━━ Record set
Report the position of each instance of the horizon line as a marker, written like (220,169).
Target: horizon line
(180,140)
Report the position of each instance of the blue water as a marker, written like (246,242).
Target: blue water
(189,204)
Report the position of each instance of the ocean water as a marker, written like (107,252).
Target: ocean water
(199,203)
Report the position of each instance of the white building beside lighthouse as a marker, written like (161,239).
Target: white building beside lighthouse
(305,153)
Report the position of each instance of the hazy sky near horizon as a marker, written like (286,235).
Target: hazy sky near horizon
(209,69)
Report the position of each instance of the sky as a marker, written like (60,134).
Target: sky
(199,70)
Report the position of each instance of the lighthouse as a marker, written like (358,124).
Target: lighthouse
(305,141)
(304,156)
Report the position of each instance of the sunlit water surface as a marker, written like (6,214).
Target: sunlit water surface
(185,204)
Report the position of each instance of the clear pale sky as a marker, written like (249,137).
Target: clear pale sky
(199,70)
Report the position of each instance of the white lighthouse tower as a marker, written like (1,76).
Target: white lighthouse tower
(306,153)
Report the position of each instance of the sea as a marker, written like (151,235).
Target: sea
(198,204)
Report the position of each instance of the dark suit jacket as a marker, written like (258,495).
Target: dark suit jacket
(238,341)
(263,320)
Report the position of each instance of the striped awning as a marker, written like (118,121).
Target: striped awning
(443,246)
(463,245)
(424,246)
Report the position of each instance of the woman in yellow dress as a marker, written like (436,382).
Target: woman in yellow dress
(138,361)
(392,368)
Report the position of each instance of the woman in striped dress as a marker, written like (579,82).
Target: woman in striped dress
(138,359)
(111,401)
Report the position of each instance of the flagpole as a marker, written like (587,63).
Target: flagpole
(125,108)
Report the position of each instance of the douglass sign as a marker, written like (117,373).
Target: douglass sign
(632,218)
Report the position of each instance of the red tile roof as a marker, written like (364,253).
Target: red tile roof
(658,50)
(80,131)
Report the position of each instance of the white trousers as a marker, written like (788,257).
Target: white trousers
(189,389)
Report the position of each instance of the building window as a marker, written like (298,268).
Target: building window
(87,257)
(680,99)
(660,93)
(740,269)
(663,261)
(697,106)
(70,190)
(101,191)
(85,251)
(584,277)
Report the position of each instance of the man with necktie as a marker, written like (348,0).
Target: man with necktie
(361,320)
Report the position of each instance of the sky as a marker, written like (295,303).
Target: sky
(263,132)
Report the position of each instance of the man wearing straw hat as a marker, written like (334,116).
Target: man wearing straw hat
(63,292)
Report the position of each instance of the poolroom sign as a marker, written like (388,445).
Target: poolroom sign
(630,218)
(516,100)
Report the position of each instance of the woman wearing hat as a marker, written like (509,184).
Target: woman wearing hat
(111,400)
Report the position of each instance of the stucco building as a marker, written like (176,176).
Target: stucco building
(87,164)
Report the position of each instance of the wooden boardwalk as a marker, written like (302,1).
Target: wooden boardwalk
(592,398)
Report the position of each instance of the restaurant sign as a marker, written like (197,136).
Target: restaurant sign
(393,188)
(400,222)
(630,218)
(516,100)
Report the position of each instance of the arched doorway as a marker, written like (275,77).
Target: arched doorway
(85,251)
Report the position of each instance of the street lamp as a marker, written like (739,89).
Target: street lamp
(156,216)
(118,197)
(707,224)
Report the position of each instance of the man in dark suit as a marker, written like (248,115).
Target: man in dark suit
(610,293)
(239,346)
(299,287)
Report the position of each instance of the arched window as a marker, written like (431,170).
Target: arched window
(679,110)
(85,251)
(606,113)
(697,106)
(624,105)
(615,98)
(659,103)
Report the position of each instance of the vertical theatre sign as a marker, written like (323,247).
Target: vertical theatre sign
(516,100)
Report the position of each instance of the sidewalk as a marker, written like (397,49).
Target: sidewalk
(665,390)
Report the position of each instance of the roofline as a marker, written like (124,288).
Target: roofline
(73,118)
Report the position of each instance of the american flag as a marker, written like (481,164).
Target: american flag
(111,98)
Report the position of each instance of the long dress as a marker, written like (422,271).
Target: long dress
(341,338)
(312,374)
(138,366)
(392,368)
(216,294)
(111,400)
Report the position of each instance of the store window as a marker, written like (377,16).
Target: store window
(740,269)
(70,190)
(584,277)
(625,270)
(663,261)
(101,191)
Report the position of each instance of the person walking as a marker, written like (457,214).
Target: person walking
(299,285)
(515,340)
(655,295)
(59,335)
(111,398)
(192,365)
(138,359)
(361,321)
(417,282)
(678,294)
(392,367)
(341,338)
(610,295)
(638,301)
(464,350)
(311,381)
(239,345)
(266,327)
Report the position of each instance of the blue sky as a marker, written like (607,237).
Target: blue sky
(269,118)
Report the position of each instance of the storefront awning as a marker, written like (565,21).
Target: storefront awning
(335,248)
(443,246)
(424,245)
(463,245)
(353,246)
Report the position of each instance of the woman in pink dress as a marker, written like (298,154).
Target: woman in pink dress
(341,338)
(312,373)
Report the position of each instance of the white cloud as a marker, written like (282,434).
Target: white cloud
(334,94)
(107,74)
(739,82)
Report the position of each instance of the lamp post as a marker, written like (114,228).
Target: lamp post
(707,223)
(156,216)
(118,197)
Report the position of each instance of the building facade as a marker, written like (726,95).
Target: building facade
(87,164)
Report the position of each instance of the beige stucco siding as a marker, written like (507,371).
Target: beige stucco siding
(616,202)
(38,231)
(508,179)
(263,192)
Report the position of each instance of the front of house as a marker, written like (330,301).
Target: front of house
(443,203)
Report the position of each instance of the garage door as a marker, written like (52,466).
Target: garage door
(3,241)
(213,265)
━━━━
Task to carry out:
Rewrite all of the material above as a JSON array of strings, with one string for each line and no entries for blank lines.

Exercise solution:
[
  "Report the position of each instance of the horizon line as a marker, written like (220,169).",
  "Target: horizon line",
  "(180,140)",
  "Report the position of each instance of the blue water as a marker, written like (246,242).",
  "Target: blue water",
  "(189,204)",
  "Report the position of each instance of the ocean water as a marker, written like (107,252).",
  "Target: ocean water",
  "(199,203)",
  "Report the position of each instance of the white building beside lighthouse as a marker, written like (161,239).",
  "Target: white building beside lighthouse",
  "(305,153)",
  "Report the position of each instance of the hazy sky near horizon as a marker, written like (286,235).",
  "Target: hazy sky near horizon",
  "(209,69)",
  "Report the position of each instance of the sky as a marker, written like (60,134).",
  "Target: sky",
  "(199,70)",
  "Report the position of each instance of the lighthouse as a marker, written like (358,124).",
  "Target: lighthouse",
  "(305,141)",
  "(304,156)",
  "Report the position of each instance of the sunlit water surface as a marker, written like (6,214).",
  "Target: sunlit water surface",
  "(185,204)",
  "Report the position of each instance of the clear pale sky as a marker, written like (249,137).",
  "Target: clear pale sky",
  "(199,70)",
  "Report the position of each instance of the white lighthouse tower as a marker, written like (1,76).",
  "Target: white lighthouse tower",
  "(306,153)",
  "Report the position of each instance of the sea as a marker, written like (151,235).",
  "Target: sea",
  "(198,204)",
  "Report the position of each instance of the dark suit jacket as a marker, written like (258,495).",
  "Target: dark suit jacket",
  "(238,341)",
  "(263,320)",
  "Report the position of each instance of the striped awning as a marker, written like (118,121).",
  "Target: striped awning",
  "(443,246)",
  "(463,245)",
  "(424,246)",
  "Report the position of each instance of the woman in yellow dress as a marker, written like (436,382).",
  "Target: woman in yellow dress",
  "(138,361)",
  "(392,368)",
  "Report the position of each instance of the woman in striped dress as a marker, written like (579,82).",
  "Target: woman in striped dress",
  "(138,359)",
  "(111,401)",
  "Report the position of each instance of the flagpole as a marker, written like (587,63).",
  "Target: flagpole",
  "(125,108)",
  "Report the position of each instance of the douglass sign as a marker, written like (117,373).",
  "Target: douglass sign",
  "(632,218)",
  "Report the position of each instance of the red tile roof as a marker, written like (364,253).",
  "Target: red tile roof",
  "(658,50)",
  "(80,131)",
  "Report the position of each instance of the white trousers as a marker, written like (788,257).",
  "Target: white trousers",
  "(189,389)",
  "Report the position of each instance of the building window as a marker, written like (298,268).",
  "Target: building window",
  "(87,257)",
  "(680,99)",
  "(660,93)",
  "(740,269)",
  "(663,261)",
  "(697,106)",
  "(70,190)",
  "(101,191)",
  "(85,251)",
  "(584,277)",
  "Report the position of each instance of the man with necktie as a marker, written like (348,0).",
  "Target: man with necktie",
  "(361,320)",
  "Report the position of each instance of the sky as a marker, written like (295,303).",
  "Target: sky",
  "(263,132)",
  "Report the position of each instance of the man wearing straw hat as a marker, written like (334,116).",
  "Target: man wearing straw hat",
  "(63,292)",
  "Report the position of each instance of the poolroom sign as a marker, written like (388,445).",
  "Target: poolroom sign",
  "(630,218)",
  "(516,100)",
  "Report the position of each instance of the woman wearing hat as a marker, written like (509,184).",
  "Target: woman wearing hat",
  "(111,400)",
  "Report the position of each instance of the stucco building as a marker, written like (176,176).",
  "Target: stucco building",
  "(87,164)",
  "Report the position of each instance of the wooden boardwalk as a marker, written like (302,1).",
  "Target: wooden boardwalk",
  "(592,398)",
  "Report the position of each instance of the restaurant sign as a marker, written like (197,136).",
  "Target: restaurant sign",
  "(393,188)",
  "(400,222)",
  "(630,218)",
  "(516,100)",
  "Report the position of each instance of the arched doorway as a marker, written like (275,77).",
  "Target: arched doorway",
  "(85,251)",
  "Report the position of each instance of the street lamp as a marker, written like (739,89).",
  "Target: street lamp",
  "(156,216)",
  "(118,197)",
  "(707,224)",
  "Report the position of each instance of the man in dark suit as a marker, written like (248,115).",
  "Target: man in dark suit",
  "(610,293)",
  "(239,346)",
  "(299,287)",
  "Report the position of each instance of the arched window as a marker, written like (431,170).",
  "Target: arched window",
  "(679,110)",
  "(85,251)",
  "(606,113)",
  "(697,106)",
  "(624,105)",
  "(615,98)",
  "(659,103)",
  "Report the position of each instance of the vertical theatre sign as a marker, written like (323,247).",
  "Target: vertical theatre sign",
  "(516,100)",
  "Report the position of each instance of the sidewalk as a marker, written like (397,49).",
  "Target: sidewalk",
  "(665,390)",
  "Report the position of each instance of the roofline as a marker, written like (124,288).",
  "Target: roofline",
  "(73,118)",
  "Report the position of each instance of the american flag as a marker, written like (481,164).",
  "Target: american flag",
  "(111,98)",
  "Report the position of each instance of the long dress as a marker, written like (422,271).",
  "Target: long dress",
  "(341,338)",
  "(312,374)",
  "(138,366)",
  "(392,368)",
  "(216,294)",
  "(111,400)",
  "Report the position of each instance of the store window as a marker, written like (377,16).",
  "Target: store window",
  "(740,269)",
  "(70,190)",
  "(584,277)",
  "(625,270)",
  "(663,261)",
  "(101,191)",
  "Report the position of each instance of the person walking as a marker, written like (457,214).",
  "Target: person walking",
  "(299,285)",
  "(515,340)",
  "(655,295)",
  "(59,335)",
  "(111,398)",
  "(192,365)",
  "(138,359)",
  "(361,321)",
  "(417,282)",
  "(678,294)",
  "(392,367)",
  "(341,338)",
  "(610,295)",
  "(638,301)",
  "(464,350)",
  "(311,381)",
  "(239,345)",
  "(266,327)",
  "Report the position of each instance of the blue sky as a marker, written like (607,237).",
  "Target: blue sky",
  "(269,118)",
  "Report the position of each instance of the storefront awning as a marker, written like (565,21).",
  "Target: storefront awning",
  "(335,248)",
  "(443,246)",
  "(424,245)",
  "(463,245)",
  "(353,246)",
  "Report the position of each instance of the woman in pink dress as a marker, written like (298,154).",
  "Target: woman in pink dress",
  "(341,338)",
  "(312,373)",
  "Report the position of each instance of the white cloud as a marker, written like (282,434).",
  "Target: white cloud",
  "(334,94)",
  "(107,74)",
  "(739,82)",
  "Report the position of each instance of the lamp post as a marker, written like (114,228).",
  "Target: lamp post",
  "(707,223)",
  "(156,216)",
  "(118,197)",
  "Report the position of each instance of the building facade as a marker, written like (726,95).",
  "Target: building facade",
  "(87,164)",
  "Report the position of each instance of the beige stucco siding as a marker, written like (507,371).",
  "Target: beige stucco siding",
  "(616,202)",
  "(38,231)",
  "(508,179)",
  "(263,192)",
  "Report the position of each instance of the front of house as a marker, written like (330,301).",
  "Target: front of house",
  "(443,203)",
  "Report the position of each instance of the garage door as a marker, written like (52,466).",
  "Target: garage door",
  "(3,241)",
  "(213,265)"
]